AIM: Reproduce the listing below without any change.

>> Start MATERIAL FOR THE TASK

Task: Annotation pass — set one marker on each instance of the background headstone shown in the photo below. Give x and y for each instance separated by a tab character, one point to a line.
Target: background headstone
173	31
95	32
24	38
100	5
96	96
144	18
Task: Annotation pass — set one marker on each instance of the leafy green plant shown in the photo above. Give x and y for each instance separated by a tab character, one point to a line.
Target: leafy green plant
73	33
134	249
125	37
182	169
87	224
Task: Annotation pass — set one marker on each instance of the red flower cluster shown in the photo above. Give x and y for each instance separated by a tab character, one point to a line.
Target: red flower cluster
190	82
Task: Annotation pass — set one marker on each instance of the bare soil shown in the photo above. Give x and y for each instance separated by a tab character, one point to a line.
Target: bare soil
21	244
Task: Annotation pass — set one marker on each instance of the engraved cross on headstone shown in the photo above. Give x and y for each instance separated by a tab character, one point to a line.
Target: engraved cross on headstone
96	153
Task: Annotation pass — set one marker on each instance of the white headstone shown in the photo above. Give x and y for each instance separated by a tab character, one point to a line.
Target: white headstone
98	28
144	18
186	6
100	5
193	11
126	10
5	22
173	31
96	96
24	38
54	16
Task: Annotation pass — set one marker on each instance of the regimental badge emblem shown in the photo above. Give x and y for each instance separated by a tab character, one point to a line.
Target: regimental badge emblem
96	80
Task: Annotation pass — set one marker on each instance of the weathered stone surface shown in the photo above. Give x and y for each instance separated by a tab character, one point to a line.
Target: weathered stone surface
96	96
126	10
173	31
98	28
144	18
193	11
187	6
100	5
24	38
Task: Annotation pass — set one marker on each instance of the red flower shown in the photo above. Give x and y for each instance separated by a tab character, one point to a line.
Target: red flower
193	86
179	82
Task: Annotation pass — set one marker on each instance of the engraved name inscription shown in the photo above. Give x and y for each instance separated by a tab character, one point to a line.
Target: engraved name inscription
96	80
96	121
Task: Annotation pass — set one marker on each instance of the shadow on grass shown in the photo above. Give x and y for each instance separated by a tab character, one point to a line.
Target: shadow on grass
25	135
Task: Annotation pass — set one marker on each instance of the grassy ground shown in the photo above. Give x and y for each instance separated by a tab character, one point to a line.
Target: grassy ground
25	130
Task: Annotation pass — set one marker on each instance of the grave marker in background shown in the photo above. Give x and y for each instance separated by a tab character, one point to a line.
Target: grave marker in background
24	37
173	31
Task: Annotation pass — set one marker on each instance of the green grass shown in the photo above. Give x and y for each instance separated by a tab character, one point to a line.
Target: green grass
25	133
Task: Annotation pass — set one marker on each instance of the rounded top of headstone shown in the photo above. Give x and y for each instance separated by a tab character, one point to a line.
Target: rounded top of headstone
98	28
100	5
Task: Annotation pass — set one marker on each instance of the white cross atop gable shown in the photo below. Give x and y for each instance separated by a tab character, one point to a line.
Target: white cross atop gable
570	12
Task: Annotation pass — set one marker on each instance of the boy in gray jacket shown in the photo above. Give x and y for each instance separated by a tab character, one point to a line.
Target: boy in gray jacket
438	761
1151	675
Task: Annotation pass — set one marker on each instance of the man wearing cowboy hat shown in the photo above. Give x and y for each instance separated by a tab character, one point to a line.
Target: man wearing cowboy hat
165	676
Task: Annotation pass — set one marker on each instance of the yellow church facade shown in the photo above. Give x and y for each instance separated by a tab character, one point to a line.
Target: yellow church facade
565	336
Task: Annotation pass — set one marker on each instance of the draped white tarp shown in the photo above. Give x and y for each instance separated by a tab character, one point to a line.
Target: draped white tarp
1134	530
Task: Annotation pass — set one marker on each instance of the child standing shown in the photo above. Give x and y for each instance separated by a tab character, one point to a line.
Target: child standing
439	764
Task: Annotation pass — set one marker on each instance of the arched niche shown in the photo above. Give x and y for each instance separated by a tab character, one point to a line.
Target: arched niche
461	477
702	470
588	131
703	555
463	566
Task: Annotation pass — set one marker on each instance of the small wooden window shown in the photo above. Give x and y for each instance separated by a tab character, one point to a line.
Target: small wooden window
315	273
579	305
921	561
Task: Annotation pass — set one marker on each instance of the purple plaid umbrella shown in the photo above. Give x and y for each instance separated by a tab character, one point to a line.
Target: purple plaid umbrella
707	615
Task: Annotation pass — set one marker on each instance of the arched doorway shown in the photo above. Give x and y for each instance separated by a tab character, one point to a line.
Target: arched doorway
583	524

>> End MATERIAL FOR THE TASK

RESPONSE:
Task: Annotation pass — set one marker on each instance of the background headstone shown in the photo below. Give x and y for each instance separated by a tab character, one point to a line.
Target: background headstone
173	31
95	32
24	38
100	5
96	96
144	18
Task: Annotation pass — set one marker on each instance of the leafy green plant shown in the photo above. Give x and y for each instance separated by a tab character, one point to a line.
Target: leafy green plant
73	33
134	249
125	37
182	169
87	224
Task: Annotation pass — set one marker on each instance of the red flower cluster shown in the photo above. Give x and y for each instance separated by a tab character, one point to a line.
Target: red flower cluster
190	82
Task: Annotation pass — set one marker on each instance of the bare soil shown in the photo above. Give x and y for each instance separated by a tab character, one point to a line.
Target: bare soil
21	244
Task: Annotation pass — set one marker on each instance of the engraved cross on headstone shown in the photo above. Give x and y for each instance separated by a tab character, one point to a line.
Target: engraved cross on headstone
96	153
Task: Annotation pass — set one marker on each instance of the white headstone shown in the photo above. Give x and y for each instance separated by a tab character, one point to a line.
Target: white headstone
98	28
144	18
186	6
100	5
193	11
126	10
5	22
173	31
96	96
24	38
54	16
Task: Annotation pass — set one marker on each instance of the regimental badge emblem shown in the photo above. Give x and y for each instance separated by a tab character, one point to a line.
Target: regimental badge emblem
96	80
Task: Annotation pass — set one marker on each instance of the weathered stone surface shown in the photo above. Give x and y for each instance separated by a tab character, one point to a line.
Target: weathered stone surface
96	96
126	10
173	31
98	28
144	18
193	11
187	6
100	5
24	38
Task: Annotation pass — set one marker on each instance of the red flower shown in the photo above. Give x and y for each instance separated by a tab character, one point to a line.
Target: red flower
193	86
179	82
Task: Annotation pass — set one marker on each instance of the engraved name inscription shown in the photo above. Give x and y for each instance separated by a tab character, one point to a line.
Target: engraved name inscription
96	80
96	121
Task: Annotation pass — set one marker on each instance of the shadow on grass shown in the photo above. Give x and y for each instance separated by a tab character, one point to a line.
Target: shadow on grass
25	135
Task: Annotation pass — set one marker on each instance of the grassy ground shown in the photo above. Give x and y for each instance separated by a tab character, one point to a line.
Target: grassy ground
25	130
Task: Annotation pass — set one marker on each instance of the grave marker in background shown in the photo above. Give x and y for each instance separated by a tab character, one point to a line.
Target: grave marker in background
24	37
173	31
Task: Annotation pass — set one marker on each instance of the green grass shown in the photo above. Give x and y for each instance separated by a tab character, one point to a line.
Target: green grass
25	133
Task: Annotation pass — set one marker on each instance of the rounded top of headstone shown in the photo above. Give x and y for each instance separated by a tab character, one point to a line.
Target: rounded top of headstone
98	28
100	5
Task: Annotation pass — set one marker on each instance of the white cross atop gable shown in the photo below. Give x and y for each instance separated by a tab character, one point to a line.
Target: white cross atop gable
570	12
Task: Annotation pass — set one marker on each instance of the boy in gray jacket shown in the photo above. Give x and y for each instance separated by a tab character, one point to a line.
Target: boy in gray jacket
438	761
1151	675
Task: Annotation pass — set one marker on each instance of the man wearing cowboy hat shown in the photo above. Give x and y for each instance separated by a tab character, one point to a line.
Target: man wearing cowboy hat
165	676
Task: Annotation pass — set one marker on each instance of the yellow church facade shown in the photo above. Give x and y for each instance separated by a tab character, one point to a line.
Target: yellow church facade
565	336
Task: Annotation pass — set one marker on each instance of the draped white tarp shown in the photo above. Give x and y for each instance separated by a tab character, one point to a line.
Target: draped white tarp
1134	530
Task: Annotation pass — set one marker on each instance of the child standing shown in the photo above. Give x and y for each instance separated by a tab character, one point to a line.
Target: child standing
439	764
Task: Annotation pass — set one marker on each instance of the arched niche shown in the photo above. Give x and y for each instance separated by a tab character, one point to a line.
Target: arched niche
461	477
702	470
588	131
703	555
463	566
Task: Annotation pass — set one marker on each instance of the small wooden window shown in the photo above. Give x and y for each instance separated by a tab character, one point to a line.
Target: small wooden window
315	273
579	305
921	561
Task: Annotation pass — set one marker on each instance of the purple plaid umbrella shown in the photo above. Give x and y for each instance separated by a tab character, one point to a line.
Target: purple plaid umbrella
707	615
Task: Annotation pass — set one marker on each instance of the arched doorway shown in the photo above. Give x and y for each instance separated by a tab character, one point to a line.
Target: arched doorway
583	524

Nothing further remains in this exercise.